-- SUPPLIED PASSAGE --
----------------
Remarks at Jinan University, Guangzhou by U.S. Commerce Secretary Gary Locke
Tuesday, October 27, 2009
Thank you. Good afternoon everyone. It is an honor to be with you at Jinan University. I have been looking forward to this visit to southern China for some time. My roots are here. The ancestral home of my family, a village called Jilong, where my mother and father were married, is located here in Guangdong Province. My brother and sisters and I, and our spouses, were delighted to join my parents when they returned for a visit a few years ago. It was the trip of a lifetime for all of us.
Let me begin this afternoon by congratulating each of you for your acceptance at one of China’s premier universities. Jinan has produced countless government, business, and academic leaders throughout its history – and is recognized as one of the leading research universities in China. You are here at Jinan at a time in Chinese and world history that is at the same time frightening and exciting.
On top of a struggling global economy, our world has more serious issues to deal with than we'd all care to count. Climate change, poverty, disease, terrorism -- each issue on its own is enough to consume all of our time. But we've got to deal with them all at once. It's enough to make anyone despair for the future. But not me.
I'm optimistic and confident the world is equipped to deal with the challenges we face -- and a big part of the reason is seeing young people like you. Because although these problems are daunting, they do have solutions. Many of them can be solved with the science, math and engineering skills that you learn here every day. With your talent, your creativity and your ingenuity, you have the power to make a real difference, and I hope you will seize that opportunity. But your skills alone are not enough. That's only half the equation.
To spur the new technologies China needs to grow its economy and help solve the world's problems, China must also have a system of laws and a regulatory infrastructure that rewards and protects those who take risks to develop new innovations; and it must vigorously enforce those laws and regulations. And your school, Jinan University, has taken a huge step to empower innovators like you for decades to come.Jinan has established a College of Intellectual Property, the first of its kind in Guangdong Province.
----------------
Point-per-instance localization data:

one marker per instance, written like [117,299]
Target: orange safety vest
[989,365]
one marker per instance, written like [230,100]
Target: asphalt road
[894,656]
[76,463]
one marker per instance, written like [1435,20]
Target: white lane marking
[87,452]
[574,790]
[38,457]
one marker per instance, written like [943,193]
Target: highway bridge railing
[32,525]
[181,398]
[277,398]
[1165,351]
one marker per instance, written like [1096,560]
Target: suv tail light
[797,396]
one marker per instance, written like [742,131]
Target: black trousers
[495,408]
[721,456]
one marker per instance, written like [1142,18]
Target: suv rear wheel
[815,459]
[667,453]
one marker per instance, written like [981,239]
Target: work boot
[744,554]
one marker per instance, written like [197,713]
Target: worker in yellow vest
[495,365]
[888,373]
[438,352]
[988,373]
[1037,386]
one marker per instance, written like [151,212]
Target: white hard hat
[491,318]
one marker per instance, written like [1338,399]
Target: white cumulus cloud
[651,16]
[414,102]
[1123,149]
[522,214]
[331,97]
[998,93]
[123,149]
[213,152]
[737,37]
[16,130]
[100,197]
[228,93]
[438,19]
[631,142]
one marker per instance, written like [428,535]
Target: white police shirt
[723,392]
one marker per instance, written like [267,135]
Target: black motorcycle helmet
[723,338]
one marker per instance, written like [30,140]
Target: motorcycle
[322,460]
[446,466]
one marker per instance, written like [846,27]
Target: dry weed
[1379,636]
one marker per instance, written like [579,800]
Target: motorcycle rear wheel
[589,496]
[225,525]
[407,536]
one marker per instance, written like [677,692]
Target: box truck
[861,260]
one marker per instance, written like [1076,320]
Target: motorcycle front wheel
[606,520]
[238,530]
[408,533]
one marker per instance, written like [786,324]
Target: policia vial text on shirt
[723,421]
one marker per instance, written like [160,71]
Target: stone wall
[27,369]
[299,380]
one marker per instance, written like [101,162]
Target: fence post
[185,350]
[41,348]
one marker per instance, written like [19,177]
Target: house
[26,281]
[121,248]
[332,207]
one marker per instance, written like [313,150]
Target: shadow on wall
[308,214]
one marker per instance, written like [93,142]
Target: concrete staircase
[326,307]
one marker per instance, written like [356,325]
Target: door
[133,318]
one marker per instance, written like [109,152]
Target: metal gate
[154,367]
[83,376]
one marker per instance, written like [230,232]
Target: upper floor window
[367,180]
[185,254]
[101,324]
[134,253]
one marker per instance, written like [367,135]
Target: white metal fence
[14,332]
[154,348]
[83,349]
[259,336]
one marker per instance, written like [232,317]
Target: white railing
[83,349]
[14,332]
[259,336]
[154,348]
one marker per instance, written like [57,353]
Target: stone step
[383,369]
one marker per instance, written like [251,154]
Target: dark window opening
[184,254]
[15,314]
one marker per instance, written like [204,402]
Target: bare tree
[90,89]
----------------
-- WHAT YOU NEED TO DO --
• a. Can you reproduce the Jinan University remarks from "Let me begin" up to and including "But not me."?
• b. Answer these about the Jinan University remarks:
(i) What is the name of the village that is the family's ancestral home?
(ii) On what date were the remarks given?
(iii) What has Jinan University established that is the first of its kind in Guangdong Province?
• c. Could you carry the Jinan University remarks forward from their last sentence?
This data has nothing to do with the Jinan University remarks.

-- ANSWERS PER TASK --
• a.
Let me begin this afternoon by congratulating each of you for your acceptance at one of China’s premier universities. Jinan has produced countless government, business, and academic leaders throughout its history – and is recognized as one of the leading research universities in China. You are here at Jinan at a time in Chinese and world history that is at the same time frightening and exciting.
On top of a struggling global economy, our world has more serious issues to deal with than we'd all care to count. Climate change, poverty, disease, terrorism -- each issue on its own is enough to consume all of our time. But we've got to deal with them all at once. It's enough to make anyone despair for the future. But not me.

• b.
(i) Jilong
(ii) Tuesday, October 27, 2009
(iii) A College of Intellectual Property

• c.
Earlier today, I participated in the “Pearl River Delta International Forum on Innovation and Intellectual Property.” And just now, I had the opportunity to meet with some of the students from your College of IP. As I told the Vice Dean, the fact that an entire school is devoted to the study of intellectual property and its protection indicates the impressive progress China has made in the area.
As China’s economy evolves from an export-driven model to one focusing on high-tech and high-value innovation and domestic consumption, intellectual property rights will become paramount. I know that building an effective patent and trademark system is not easy -- because over 200 years after its founding, the United States is still working to perfect its own.
Only a few years after the American Revolution, our third president Thomas Jefferson helped create the U.S. patent office because he understood two fundamental truths. He knew:
That long term economic growth was dependent on a continuous flow of new technologies and new ideas entering the marketplace;
But he also knew that without a promise of ownership protection for these ideas, innovators would never be willing to take risks to improve upon the status quo.
Although the United States continues efforts to reform our own patent system to reflect the rapid changes in the global economy, the necessity of having robust patent and trademark protections is not a matter of serious debate.